*TEXT SHOWN*:
--------------------

He added, “We know that kids who experiment with electronic cigarettes are much more likely to experiment with other tobacco products and more likely to become addicted to deadly nicotine products.”

A document presented to the legislature’s Tobacco Settlement Agreement Fund Oversight Committee in September showed the estimated monthly and annual costs to employers from cigarette smoking, by county. In Adair County, where 26% of the adult population smokes, the annual cost to the workforce for the estimated 1,138 adults in the workforce who smoke is $7.9 million.

The 2024 legislative session convenes Jan. 2 and must adjourn by April 15. The deadline for filing for legislative seats and other partisan offices in the 2024 primary elections is Jan. 5.

Lawmaker on key committees supports an increase in funding

Sen. Amanda Mays Bledsoe, R-Lexington, vice-chair of the Senate Appropriations & Revenue Committee and co-chair of the House-Senate tobacco committee, said she agrees with the cancer society’s argument that reducing the number of people who smoke will save money in the long run and would create a healthier workforce.

--------------------

(Dataset records)
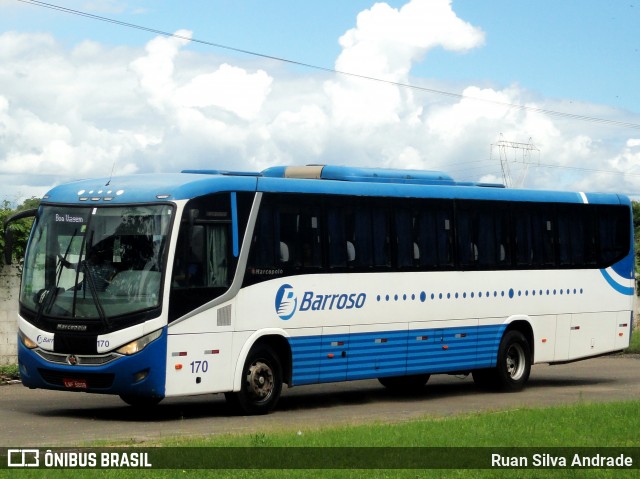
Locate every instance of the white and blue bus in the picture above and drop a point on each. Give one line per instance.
(165, 285)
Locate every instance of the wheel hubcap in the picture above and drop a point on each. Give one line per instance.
(515, 361)
(260, 380)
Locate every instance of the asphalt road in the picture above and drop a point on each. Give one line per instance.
(39, 418)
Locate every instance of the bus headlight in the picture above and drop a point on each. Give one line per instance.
(26, 342)
(139, 344)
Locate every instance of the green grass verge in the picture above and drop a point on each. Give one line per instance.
(581, 425)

--------------------

*PROBLEM DETAILS*: Please copy the passage from the tobacco funding article above word for word, between "A document presented" and "elections is Jan. 5.", inclusive.

*REPLY*:
A document presented to the legislature’s Tobacco Settlement Agreement Fund Oversight Committee in September showed the estimated monthly and annual costs to employers from cigarette smoking, by county. In Adair County, where 26% of the adult population smokes, the annual cost to the workforce for the estimated 1,138 adults in the workforce who smoke is $7.9 million.

The 2024 legislative session convenes Jan. 2 and must adjourn by April 15. The deadline for filing for legislative seats and other partisan offices in the 2024 primary elections is Jan. 5.